→ **Tasks for this exercise**:
a: Condense the paragraph of the post on balancing radiators that begins "The reason for the tape" into a short bulleted list that keeps its main facts.
b: Rewrite the stretch of the post on balancing radiators from "20mins for the" through "use of fractions.", putting "round" in place of "loop".
c: Carry on the post on balancing radiators from its final sentence.
##### Source
That's a good start, yes.

Classic noob mistake, what you have done is throttle the system and that is not what you do at all. You start with all lockshields fully open and only start to close ones that show low temperature drop. At the end of the process (after many cycles) you will expect to see lockshields on large rads on long pipe runs far from the boiler still fully open and small rads close to the boiler perhaps on the quarter or half turn open that you have attempted. Use a measurement table as described and measure all rads within 5 or 10 mins, then work out how much each is to be adjusted on that loop and make all the changes at once before waiting

20mins for the system to stabilise again. You can make gross changes at the start eg. if a rad is dropping virtually nothing then go from fully open (say 8/9 turns) to half shut (4T) in one loop, if it's still dropping next to nothing then half the opening again on the next loop (2T) and fine tune once you start getting meaningful drops. As Phil suggests in his guide I note lockshield open-ness as number of quarter turns from closed as this avoids the use of fractions.

The reason for the tape has been well described here before and yes it is necessary. Your tape is in the wrong place though, hottest place is at the top of the panel closest to the inlet end, coldest place is at the bottom of the panel closest to the outlet end, this is where the patches should be. If you need help determining which is flow and return then read the guide at the link again. A patch of tape about 30mm square is fine (it doesn't need to be black, I use white) and to keep the measurement target small you can just use the IR thermometer in contact with the target (most have a window aperture about 20mm dia).
##########
##### Data shown
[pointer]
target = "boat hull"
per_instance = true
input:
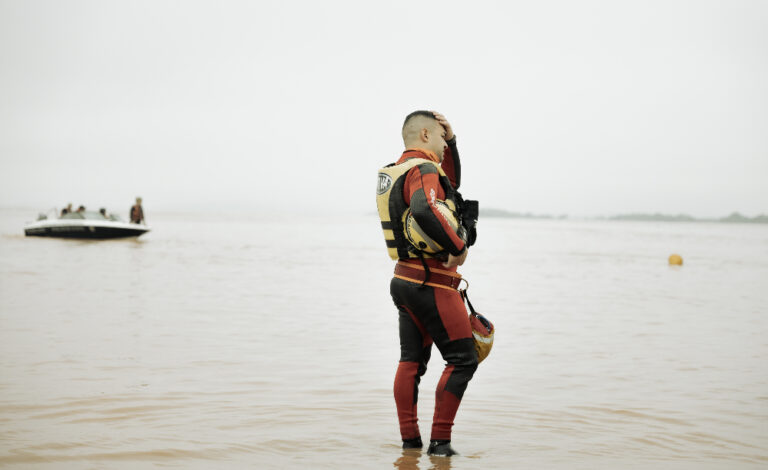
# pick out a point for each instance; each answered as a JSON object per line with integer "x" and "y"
{"x": 99, "y": 230}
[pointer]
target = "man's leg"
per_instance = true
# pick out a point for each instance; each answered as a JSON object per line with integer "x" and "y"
{"x": 415, "y": 348}
{"x": 449, "y": 327}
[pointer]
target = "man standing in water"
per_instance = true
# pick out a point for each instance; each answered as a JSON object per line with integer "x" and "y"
{"x": 424, "y": 286}
{"x": 137, "y": 212}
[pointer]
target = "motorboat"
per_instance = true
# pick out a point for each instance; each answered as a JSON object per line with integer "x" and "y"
{"x": 84, "y": 224}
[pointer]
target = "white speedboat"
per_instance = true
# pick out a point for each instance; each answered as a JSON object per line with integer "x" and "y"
{"x": 85, "y": 224}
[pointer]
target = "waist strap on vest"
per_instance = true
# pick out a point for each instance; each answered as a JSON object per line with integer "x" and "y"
{"x": 437, "y": 277}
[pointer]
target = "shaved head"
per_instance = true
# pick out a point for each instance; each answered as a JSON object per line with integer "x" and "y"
{"x": 421, "y": 129}
{"x": 414, "y": 123}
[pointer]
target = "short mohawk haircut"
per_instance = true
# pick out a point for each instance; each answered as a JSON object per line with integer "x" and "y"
{"x": 420, "y": 112}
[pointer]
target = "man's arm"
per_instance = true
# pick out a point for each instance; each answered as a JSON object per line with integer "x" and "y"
{"x": 451, "y": 164}
{"x": 422, "y": 184}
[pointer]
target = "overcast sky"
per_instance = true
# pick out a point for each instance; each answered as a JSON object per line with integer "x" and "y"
{"x": 560, "y": 107}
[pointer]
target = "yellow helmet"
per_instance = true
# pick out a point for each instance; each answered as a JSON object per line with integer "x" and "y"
{"x": 418, "y": 238}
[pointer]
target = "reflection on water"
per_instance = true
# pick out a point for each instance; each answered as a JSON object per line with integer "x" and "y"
{"x": 413, "y": 459}
{"x": 249, "y": 344}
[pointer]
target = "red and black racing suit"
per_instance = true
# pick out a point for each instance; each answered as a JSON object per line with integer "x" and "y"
{"x": 432, "y": 314}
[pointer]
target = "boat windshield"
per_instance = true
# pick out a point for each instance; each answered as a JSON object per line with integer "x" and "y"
{"x": 90, "y": 215}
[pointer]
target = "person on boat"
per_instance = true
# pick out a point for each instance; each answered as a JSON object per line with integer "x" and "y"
{"x": 137, "y": 212}
{"x": 424, "y": 288}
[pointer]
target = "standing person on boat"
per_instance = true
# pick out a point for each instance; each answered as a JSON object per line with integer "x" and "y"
{"x": 137, "y": 212}
{"x": 424, "y": 287}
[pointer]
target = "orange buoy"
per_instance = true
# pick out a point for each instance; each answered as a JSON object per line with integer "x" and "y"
{"x": 676, "y": 260}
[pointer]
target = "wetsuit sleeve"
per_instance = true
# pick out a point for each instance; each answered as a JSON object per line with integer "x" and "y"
{"x": 451, "y": 164}
{"x": 423, "y": 183}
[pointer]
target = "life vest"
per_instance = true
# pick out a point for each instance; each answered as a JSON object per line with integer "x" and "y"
{"x": 393, "y": 209}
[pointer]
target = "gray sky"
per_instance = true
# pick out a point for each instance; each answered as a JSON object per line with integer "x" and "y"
{"x": 584, "y": 108}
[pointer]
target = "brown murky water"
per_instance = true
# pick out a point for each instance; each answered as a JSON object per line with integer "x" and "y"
{"x": 272, "y": 343}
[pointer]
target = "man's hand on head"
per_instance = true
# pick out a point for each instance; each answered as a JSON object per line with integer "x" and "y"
{"x": 446, "y": 125}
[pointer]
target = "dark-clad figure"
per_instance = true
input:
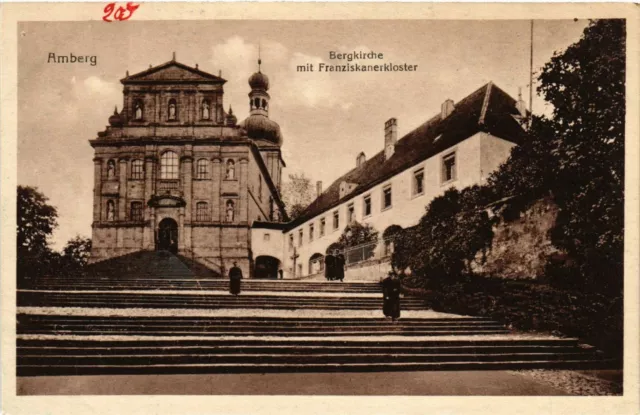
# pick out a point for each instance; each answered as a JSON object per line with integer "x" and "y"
{"x": 235, "y": 278}
{"x": 339, "y": 273}
{"x": 391, "y": 296}
{"x": 329, "y": 267}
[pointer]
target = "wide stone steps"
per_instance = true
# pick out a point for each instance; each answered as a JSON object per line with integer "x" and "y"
{"x": 141, "y": 283}
{"x": 70, "y": 357}
{"x": 227, "y": 326}
{"x": 208, "y": 301}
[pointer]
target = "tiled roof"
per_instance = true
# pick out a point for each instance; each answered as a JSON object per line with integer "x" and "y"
{"x": 488, "y": 109}
{"x": 172, "y": 71}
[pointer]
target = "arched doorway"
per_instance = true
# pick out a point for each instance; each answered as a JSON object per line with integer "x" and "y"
{"x": 266, "y": 267}
{"x": 316, "y": 263}
{"x": 168, "y": 235}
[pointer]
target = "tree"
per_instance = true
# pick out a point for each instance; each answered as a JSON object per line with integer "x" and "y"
{"x": 36, "y": 222}
{"x": 297, "y": 194}
{"x": 77, "y": 252}
{"x": 586, "y": 85}
{"x": 448, "y": 237}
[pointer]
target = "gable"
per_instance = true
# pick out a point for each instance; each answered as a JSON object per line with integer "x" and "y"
{"x": 173, "y": 72}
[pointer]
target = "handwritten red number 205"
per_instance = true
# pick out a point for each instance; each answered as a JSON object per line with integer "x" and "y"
{"x": 121, "y": 13}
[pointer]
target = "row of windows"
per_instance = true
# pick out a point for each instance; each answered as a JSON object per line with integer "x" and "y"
{"x": 202, "y": 211}
{"x": 172, "y": 110}
{"x": 169, "y": 168}
{"x": 448, "y": 174}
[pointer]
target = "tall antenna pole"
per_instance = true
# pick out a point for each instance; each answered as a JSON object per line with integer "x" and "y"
{"x": 531, "y": 77}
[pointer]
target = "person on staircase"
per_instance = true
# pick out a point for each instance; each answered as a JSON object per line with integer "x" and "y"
{"x": 340, "y": 267}
{"x": 391, "y": 296}
{"x": 235, "y": 278}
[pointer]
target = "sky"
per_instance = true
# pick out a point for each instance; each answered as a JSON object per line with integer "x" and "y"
{"x": 326, "y": 118}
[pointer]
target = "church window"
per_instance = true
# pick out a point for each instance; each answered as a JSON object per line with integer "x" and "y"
{"x": 111, "y": 169}
{"x": 202, "y": 211}
{"x": 137, "y": 169}
{"x": 206, "y": 110}
{"x": 351, "y": 213}
{"x": 367, "y": 206}
{"x": 136, "y": 211}
{"x": 169, "y": 166}
{"x": 418, "y": 182}
{"x": 449, "y": 167}
{"x": 230, "y": 211}
{"x": 137, "y": 110}
{"x": 231, "y": 170}
{"x": 202, "y": 169}
{"x": 386, "y": 197}
{"x": 173, "y": 110}
{"x": 111, "y": 210}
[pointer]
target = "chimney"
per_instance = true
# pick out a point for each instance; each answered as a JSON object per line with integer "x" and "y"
{"x": 446, "y": 109}
{"x": 390, "y": 137}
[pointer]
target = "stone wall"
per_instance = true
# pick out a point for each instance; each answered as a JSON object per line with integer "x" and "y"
{"x": 521, "y": 244}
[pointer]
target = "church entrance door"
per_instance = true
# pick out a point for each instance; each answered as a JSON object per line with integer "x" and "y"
{"x": 168, "y": 235}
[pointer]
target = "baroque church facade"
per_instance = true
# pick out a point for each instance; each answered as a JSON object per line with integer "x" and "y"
{"x": 174, "y": 171}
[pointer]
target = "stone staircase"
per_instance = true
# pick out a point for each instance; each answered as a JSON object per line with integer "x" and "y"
{"x": 166, "y": 319}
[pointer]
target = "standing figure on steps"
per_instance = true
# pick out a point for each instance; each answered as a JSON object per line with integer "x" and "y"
{"x": 391, "y": 296}
{"x": 340, "y": 267}
{"x": 235, "y": 278}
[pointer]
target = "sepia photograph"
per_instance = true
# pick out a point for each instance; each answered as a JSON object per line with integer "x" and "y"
{"x": 334, "y": 207}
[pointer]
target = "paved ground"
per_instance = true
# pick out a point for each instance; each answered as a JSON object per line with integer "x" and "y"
{"x": 444, "y": 383}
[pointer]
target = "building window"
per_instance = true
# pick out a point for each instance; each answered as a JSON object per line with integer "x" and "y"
{"x": 137, "y": 169}
{"x": 111, "y": 169}
{"x": 230, "y": 211}
{"x": 231, "y": 170}
{"x": 366, "y": 209}
{"x": 206, "y": 110}
{"x": 137, "y": 110}
{"x": 202, "y": 169}
{"x": 169, "y": 166}
{"x": 202, "y": 211}
{"x": 418, "y": 182}
{"x": 449, "y": 167}
{"x": 173, "y": 110}
{"x": 111, "y": 210}
{"x": 136, "y": 211}
{"x": 386, "y": 197}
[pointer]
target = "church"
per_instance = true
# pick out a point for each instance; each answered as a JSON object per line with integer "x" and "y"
{"x": 174, "y": 171}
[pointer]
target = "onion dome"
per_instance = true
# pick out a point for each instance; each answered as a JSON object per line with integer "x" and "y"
{"x": 115, "y": 120}
{"x": 259, "y": 81}
{"x": 231, "y": 119}
{"x": 260, "y": 127}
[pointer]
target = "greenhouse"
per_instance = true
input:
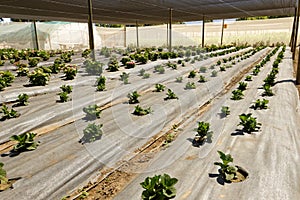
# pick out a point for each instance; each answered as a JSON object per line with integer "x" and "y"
{"x": 181, "y": 100}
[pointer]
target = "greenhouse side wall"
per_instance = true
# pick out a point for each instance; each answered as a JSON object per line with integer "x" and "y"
{"x": 63, "y": 35}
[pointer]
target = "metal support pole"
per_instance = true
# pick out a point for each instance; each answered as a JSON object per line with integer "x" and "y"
{"x": 296, "y": 32}
{"x": 293, "y": 30}
{"x": 124, "y": 35}
{"x": 137, "y": 34}
{"x": 36, "y": 44}
{"x": 203, "y": 26}
{"x": 222, "y": 33}
{"x": 170, "y": 30}
{"x": 298, "y": 68}
{"x": 90, "y": 25}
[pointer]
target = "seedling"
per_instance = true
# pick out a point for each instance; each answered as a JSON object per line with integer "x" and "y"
{"x": 248, "y": 78}
{"x": 222, "y": 69}
{"x": 160, "y": 69}
{"x": 101, "y": 83}
{"x": 124, "y": 77}
{"x": 142, "y": 72}
{"x": 190, "y": 85}
{"x": 138, "y": 110}
{"x": 268, "y": 91}
{"x": 63, "y": 96}
{"x": 228, "y": 172}
{"x": 25, "y": 142}
{"x": 214, "y": 73}
{"x": 202, "y": 79}
{"x": 203, "y": 69}
{"x": 133, "y": 97}
{"x": 92, "y": 112}
{"x": 179, "y": 79}
{"x": 159, "y": 187}
{"x": 171, "y": 95}
{"x": 146, "y": 75}
{"x": 23, "y": 99}
{"x": 66, "y": 88}
{"x": 70, "y": 72}
{"x": 260, "y": 104}
{"x": 203, "y": 134}
{"x": 237, "y": 94}
{"x": 249, "y": 123}
{"x": 91, "y": 133}
{"x": 242, "y": 86}
{"x": 192, "y": 74}
{"x": 159, "y": 87}
{"x": 8, "y": 114}
{"x": 225, "y": 111}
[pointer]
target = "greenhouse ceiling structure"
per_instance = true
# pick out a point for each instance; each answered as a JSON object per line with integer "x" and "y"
{"x": 141, "y": 11}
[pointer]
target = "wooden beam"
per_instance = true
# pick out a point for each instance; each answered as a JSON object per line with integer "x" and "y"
{"x": 90, "y": 26}
{"x": 170, "y": 30}
{"x": 203, "y": 26}
{"x": 137, "y": 34}
{"x": 36, "y": 39}
{"x": 222, "y": 32}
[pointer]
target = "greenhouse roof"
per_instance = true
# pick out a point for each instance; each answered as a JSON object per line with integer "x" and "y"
{"x": 145, "y": 12}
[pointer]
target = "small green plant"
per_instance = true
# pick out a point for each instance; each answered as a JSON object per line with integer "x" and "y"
{"x": 237, "y": 94}
{"x": 192, "y": 74}
{"x": 256, "y": 71}
{"x": 190, "y": 85}
{"x": 202, "y": 79}
{"x": 249, "y": 123}
{"x": 130, "y": 64}
{"x": 25, "y": 142}
{"x": 38, "y": 77}
{"x": 92, "y": 112}
{"x": 179, "y": 79}
{"x": 242, "y": 86}
{"x": 101, "y": 83}
{"x": 260, "y": 104}
{"x": 23, "y": 99}
{"x": 268, "y": 91}
{"x": 169, "y": 138}
{"x": 32, "y": 62}
{"x": 8, "y": 114}
{"x": 70, "y": 71}
{"x": 22, "y": 71}
{"x": 86, "y": 53}
{"x": 146, "y": 75}
{"x": 203, "y": 134}
{"x": 142, "y": 72}
{"x": 124, "y": 77}
{"x": 125, "y": 59}
{"x": 228, "y": 172}
{"x": 248, "y": 78}
{"x": 159, "y": 87}
{"x": 171, "y": 95}
{"x": 133, "y": 97}
{"x": 203, "y": 69}
{"x": 66, "y": 88}
{"x": 63, "y": 96}
{"x": 225, "y": 110}
{"x": 91, "y": 133}
{"x": 159, "y": 187}
{"x": 214, "y": 73}
{"x": 93, "y": 67}
{"x": 138, "y": 110}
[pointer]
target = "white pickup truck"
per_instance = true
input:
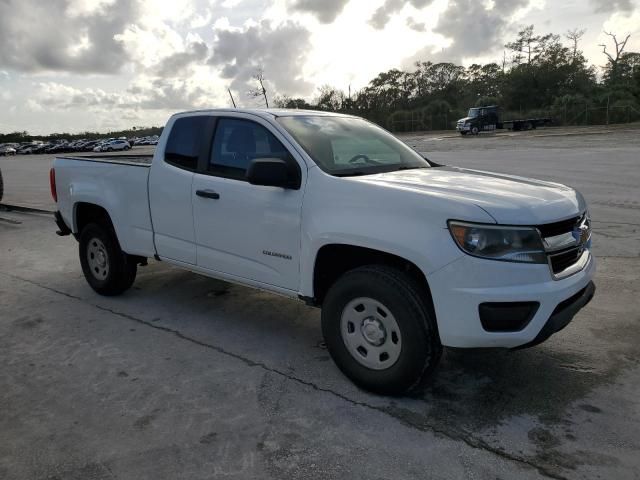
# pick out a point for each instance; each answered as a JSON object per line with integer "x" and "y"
{"x": 402, "y": 254}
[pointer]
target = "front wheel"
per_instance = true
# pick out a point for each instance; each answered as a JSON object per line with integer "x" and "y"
{"x": 107, "y": 269}
{"x": 379, "y": 330}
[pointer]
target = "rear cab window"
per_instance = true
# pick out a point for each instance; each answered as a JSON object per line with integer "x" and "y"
{"x": 237, "y": 142}
{"x": 186, "y": 140}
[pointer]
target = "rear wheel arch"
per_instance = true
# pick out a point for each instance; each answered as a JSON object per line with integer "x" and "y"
{"x": 85, "y": 213}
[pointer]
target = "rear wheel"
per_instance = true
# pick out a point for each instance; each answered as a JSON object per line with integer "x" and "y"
{"x": 108, "y": 270}
{"x": 379, "y": 330}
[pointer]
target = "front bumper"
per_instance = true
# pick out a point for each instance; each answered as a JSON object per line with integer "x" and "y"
{"x": 457, "y": 299}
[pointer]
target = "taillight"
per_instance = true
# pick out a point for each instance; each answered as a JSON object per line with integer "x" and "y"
{"x": 52, "y": 183}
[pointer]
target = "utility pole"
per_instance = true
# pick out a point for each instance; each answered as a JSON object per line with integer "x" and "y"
{"x": 232, "y": 100}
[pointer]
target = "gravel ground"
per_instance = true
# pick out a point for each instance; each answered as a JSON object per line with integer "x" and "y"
{"x": 189, "y": 377}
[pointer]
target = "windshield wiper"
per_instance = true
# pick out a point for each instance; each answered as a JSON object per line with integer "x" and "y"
{"x": 408, "y": 168}
{"x": 354, "y": 174}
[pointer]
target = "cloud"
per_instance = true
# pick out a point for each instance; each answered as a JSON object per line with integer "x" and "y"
{"x": 608, "y": 6}
{"x": 326, "y": 11}
{"x": 383, "y": 14}
{"x": 472, "y": 28}
{"x": 280, "y": 51}
{"x": 413, "y": 24}
{"x": 63, "y": 35}
{"x": 175, "y": 65}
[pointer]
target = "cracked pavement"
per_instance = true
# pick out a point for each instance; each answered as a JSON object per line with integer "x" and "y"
{"x": 189, "y": 377}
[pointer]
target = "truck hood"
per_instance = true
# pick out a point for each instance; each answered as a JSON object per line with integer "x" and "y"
{"x": 508, "y": 199}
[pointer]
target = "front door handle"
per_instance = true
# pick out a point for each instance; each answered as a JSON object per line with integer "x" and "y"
{"x": 208, "y": 194}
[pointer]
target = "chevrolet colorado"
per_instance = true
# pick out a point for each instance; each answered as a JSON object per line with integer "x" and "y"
{"x": 404, "y": 256}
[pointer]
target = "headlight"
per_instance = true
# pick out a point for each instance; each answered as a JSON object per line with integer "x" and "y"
{"x": 495, "y": 242}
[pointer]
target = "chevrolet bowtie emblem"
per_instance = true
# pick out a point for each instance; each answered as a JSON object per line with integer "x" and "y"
{"x": 581, "y": 233}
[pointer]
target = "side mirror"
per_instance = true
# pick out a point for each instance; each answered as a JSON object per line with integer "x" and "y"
{"x": 272, "y": 172}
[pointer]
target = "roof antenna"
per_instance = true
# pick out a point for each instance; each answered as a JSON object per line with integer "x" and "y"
{"x": 232, "y": 100}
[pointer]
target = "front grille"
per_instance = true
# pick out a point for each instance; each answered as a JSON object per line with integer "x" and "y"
{"x": 561, "y": 257}
{"x": 558, "y": 228}
{"x": 563, "y": 260}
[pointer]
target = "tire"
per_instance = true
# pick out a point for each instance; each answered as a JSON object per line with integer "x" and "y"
{"x": 380, "y": 331}
{"x": 107, "y": 269}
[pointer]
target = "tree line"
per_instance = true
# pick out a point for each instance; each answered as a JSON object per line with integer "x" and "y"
{"x": 537, "y": 74}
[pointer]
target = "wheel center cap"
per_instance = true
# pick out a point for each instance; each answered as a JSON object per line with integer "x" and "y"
{"x": 373, "y": 331}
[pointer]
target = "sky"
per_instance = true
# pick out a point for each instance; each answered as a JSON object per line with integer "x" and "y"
{"x": 101, "y": 65}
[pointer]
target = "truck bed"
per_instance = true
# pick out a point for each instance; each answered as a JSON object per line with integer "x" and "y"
{"x": 117, "y": 183}
{"x": 134, "y": 160}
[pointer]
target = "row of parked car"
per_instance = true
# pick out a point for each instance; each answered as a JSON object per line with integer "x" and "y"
{"x": 82, "y": 145}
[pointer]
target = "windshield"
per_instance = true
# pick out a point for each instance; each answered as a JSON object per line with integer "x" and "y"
{"x": 344, "y": 146}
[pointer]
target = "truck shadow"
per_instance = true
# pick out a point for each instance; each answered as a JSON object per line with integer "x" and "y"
{"x": 473, "y": 389}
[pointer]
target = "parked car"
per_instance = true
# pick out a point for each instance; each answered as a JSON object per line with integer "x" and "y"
{"x": 404, "y": 256}
{"x": 115, "y": 145}
{"x": 6, "y": 150}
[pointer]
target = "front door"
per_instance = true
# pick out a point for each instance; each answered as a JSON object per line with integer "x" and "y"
{"x": 247, "y": 231}
{"x": 170, "y": 187}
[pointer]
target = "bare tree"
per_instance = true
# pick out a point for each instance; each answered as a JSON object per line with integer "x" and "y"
{"x": 575, "y": 35}
{"x": 260, "y": 91}
{"x": 619, "y": 48}
{"x": 614, "y": 59}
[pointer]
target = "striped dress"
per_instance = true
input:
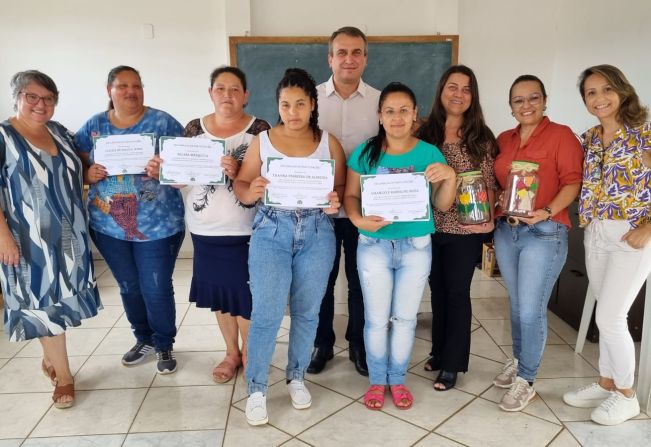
##########
→ **The replies**:
a:
- The tape is necessary, as has been explained before.
- The tape is in the wrong place. Patches belong at the hottest spot (top of the panel, nearest the inlet end) and the coldest spot (bottom of the panel, nearest the outlet end).
- The guide at the link explains how to tell flow from return.
- A patch about 30mm square is enough, and it need not be black; white works.
- To keep the measurement target small, hold the IR thermometer in contact with the patch. Most have a window aperture about 20mm in diameter.

b:
20mins for the system to stabilise again. You can make gross changes at the start eg. if a rad is dropping virtually nothing then go from fully open (say 8/9 turns) to half shut (4T) in one round, if it's still dropping next to nothing then half the opening again on the next round (2T) and fine tune once you start getting meaningful drops. As Phil suggests in his guide I note lockshield open-ness as number of quarter turns from closed as this avoids the use of fractions.

c:
There is no such thing as a 'required' drop (read the process and philosophy described on the above link again), the system drop is a function of boiler output and total rad loading and unless you have designed it so the rads can sink all the heat that the boiler can produce then the overall return temperature will be higher than the ideal and you wont get the magic 20, 15 or 10 degree drop that you hope for. Throttling the system to compensate for this and force a lower return temperature is not the way to do it, you'll just have to put up with the lower drop.

Have another go and post back if you still have probs.

Reply to
fred

You should be able to get a reading off the painted rad close to the valve position. You won't get a sensible[1] reading of the unpainted pipe or valve metalwork though, without putting a patch of tape on them first and placing the thermometer close to the patch.

[1] The emissivity of the surface will be notably different from that assumed by the thermometer. Some (possibly yours) have the ability to adjust the assumed figure, but its quite a faff getting the number "right" for any given material. Its generally easier to go with the default value that works for most non metalic surfaces and use a bit of tape as a target.
Reply to
John Rumm

In article , fred writes

What I should have said was that the target is the same drop across all rads rather than some target numerical drop. V small rads will rarely achieve full drop though and you just have to live with that/those one(s) being different.

Reply to
fred

On Wed, 10 Oct 2012, "fred" writ:

My thanks for a thorough response and I can see the sense of what you are saying. I have read so many suggested methods which, in part, seemed often to contradict each other but, the FAQ you pointed me to is easy to understand and makes sense.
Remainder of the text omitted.